**Input rows:**
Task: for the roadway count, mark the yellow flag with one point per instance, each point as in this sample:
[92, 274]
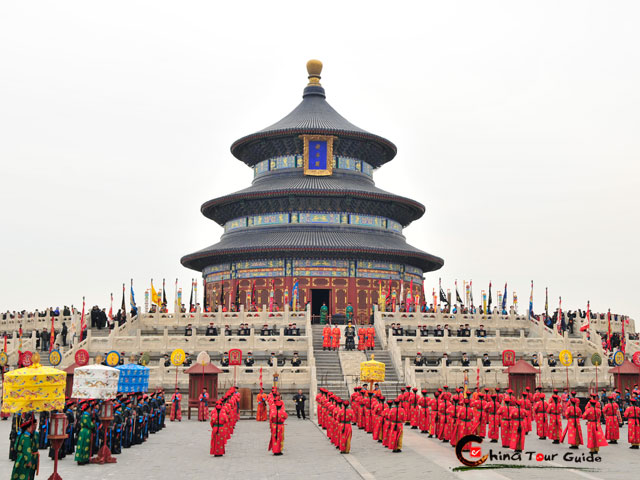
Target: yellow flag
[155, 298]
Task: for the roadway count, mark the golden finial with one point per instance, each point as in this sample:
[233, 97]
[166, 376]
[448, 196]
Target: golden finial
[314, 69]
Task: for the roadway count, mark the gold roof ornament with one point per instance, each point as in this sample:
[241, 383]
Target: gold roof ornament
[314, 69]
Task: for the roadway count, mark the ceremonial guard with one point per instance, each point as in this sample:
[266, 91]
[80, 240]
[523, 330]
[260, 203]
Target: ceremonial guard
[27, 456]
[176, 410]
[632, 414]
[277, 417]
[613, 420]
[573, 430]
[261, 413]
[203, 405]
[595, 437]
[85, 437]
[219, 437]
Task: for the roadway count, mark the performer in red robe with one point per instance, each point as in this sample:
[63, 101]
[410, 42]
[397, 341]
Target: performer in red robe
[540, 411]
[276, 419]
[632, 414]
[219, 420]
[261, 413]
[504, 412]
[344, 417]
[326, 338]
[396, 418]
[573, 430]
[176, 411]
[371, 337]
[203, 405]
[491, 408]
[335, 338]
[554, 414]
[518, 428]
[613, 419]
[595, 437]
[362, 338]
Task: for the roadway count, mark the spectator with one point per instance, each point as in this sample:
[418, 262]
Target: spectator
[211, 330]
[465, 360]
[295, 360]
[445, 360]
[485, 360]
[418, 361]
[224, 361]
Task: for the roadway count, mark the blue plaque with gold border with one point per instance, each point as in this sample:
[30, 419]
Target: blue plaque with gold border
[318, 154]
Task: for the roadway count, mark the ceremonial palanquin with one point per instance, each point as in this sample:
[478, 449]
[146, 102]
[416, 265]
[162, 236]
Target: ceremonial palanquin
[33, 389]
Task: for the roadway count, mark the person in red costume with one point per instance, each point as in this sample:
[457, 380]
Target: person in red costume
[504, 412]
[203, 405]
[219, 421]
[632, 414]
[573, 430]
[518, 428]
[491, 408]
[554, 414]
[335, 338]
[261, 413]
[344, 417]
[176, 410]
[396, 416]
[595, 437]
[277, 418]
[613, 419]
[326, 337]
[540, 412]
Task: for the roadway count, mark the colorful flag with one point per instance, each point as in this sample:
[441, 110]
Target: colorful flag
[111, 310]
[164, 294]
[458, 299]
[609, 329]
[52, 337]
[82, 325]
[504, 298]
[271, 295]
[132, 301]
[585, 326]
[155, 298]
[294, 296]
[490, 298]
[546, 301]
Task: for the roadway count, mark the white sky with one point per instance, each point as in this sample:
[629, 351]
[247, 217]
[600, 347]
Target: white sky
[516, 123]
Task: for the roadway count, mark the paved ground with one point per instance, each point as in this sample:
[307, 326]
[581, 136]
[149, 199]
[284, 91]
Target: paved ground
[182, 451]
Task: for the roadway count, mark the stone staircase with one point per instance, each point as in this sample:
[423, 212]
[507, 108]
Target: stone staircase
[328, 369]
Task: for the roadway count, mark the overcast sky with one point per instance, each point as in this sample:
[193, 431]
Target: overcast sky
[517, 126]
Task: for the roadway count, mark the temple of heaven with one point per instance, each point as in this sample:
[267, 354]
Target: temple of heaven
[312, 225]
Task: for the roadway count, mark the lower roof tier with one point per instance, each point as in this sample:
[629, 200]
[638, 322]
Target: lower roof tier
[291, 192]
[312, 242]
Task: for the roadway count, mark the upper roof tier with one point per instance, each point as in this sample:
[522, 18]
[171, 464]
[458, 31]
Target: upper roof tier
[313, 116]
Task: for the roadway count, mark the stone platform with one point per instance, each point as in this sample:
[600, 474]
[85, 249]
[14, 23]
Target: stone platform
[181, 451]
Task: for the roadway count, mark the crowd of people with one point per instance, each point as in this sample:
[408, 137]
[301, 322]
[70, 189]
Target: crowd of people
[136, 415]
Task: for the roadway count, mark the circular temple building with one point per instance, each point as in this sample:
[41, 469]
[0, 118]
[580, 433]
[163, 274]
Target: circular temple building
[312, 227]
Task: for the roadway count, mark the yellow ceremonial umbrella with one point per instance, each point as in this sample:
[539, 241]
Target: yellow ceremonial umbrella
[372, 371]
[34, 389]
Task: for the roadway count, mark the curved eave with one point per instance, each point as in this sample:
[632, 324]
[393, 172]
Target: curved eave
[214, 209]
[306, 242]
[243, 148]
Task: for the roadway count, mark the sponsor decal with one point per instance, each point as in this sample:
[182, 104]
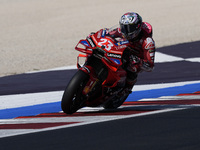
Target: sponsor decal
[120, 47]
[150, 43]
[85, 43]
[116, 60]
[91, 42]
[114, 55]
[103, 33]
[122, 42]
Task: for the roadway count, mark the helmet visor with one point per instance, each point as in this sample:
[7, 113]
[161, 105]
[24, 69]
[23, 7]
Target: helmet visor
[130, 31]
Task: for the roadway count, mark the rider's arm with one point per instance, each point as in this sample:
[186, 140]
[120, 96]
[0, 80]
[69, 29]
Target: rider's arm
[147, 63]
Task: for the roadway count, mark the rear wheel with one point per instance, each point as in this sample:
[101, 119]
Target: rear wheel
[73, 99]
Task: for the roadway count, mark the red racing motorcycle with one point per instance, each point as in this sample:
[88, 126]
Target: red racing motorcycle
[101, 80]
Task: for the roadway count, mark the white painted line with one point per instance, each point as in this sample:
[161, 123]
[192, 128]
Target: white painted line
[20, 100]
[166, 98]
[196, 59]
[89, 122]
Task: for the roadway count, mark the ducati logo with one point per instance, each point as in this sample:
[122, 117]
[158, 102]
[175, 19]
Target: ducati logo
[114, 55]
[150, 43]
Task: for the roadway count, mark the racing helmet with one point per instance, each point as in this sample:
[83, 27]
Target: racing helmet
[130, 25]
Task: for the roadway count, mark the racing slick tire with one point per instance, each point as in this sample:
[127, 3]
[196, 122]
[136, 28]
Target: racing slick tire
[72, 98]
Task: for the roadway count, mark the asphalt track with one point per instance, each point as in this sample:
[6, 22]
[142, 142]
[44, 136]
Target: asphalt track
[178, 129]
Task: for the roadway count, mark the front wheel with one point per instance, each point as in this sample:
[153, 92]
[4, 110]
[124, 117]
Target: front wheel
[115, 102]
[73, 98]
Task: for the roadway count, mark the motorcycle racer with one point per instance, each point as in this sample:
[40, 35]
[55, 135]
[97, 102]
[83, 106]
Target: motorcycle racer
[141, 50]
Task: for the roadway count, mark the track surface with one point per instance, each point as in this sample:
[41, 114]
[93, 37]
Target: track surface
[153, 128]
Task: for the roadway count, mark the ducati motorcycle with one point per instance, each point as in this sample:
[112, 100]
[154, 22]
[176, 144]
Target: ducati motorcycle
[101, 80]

**What is needed:** Write out exactly the lines of the entries above that run from the line containing "Task: for the roadway count, mark the front" through the last line, including both.

**Correct result:**
Task: for the roadway count, mark the front wheel with one point per instance, each point as in this sample:
[153, 92]
[4, 110]
[124, 117]
Target: front wheel
[115, 102]
[73, 98]
Task: for the roadway count, mark the motorcycle racer with one point per instance, each point as in this sample:
[40, 35]
[55, 135]
[97, 102]
[83, 106]
Target: motorcycle racer
[141, 50]
Task: for the roadway count, mark the track surface with one point per instance, each point as in this sample:
[41, 114]
[93, 37]
Target: track surface
[153, 128]
Task: for the roadway count, mark the ducati motorcycle with one point per instance, each point as in this sample:
[112, 100]
[154, 22]
[176, 144]
Target: ducati motorcycle
[101, 80]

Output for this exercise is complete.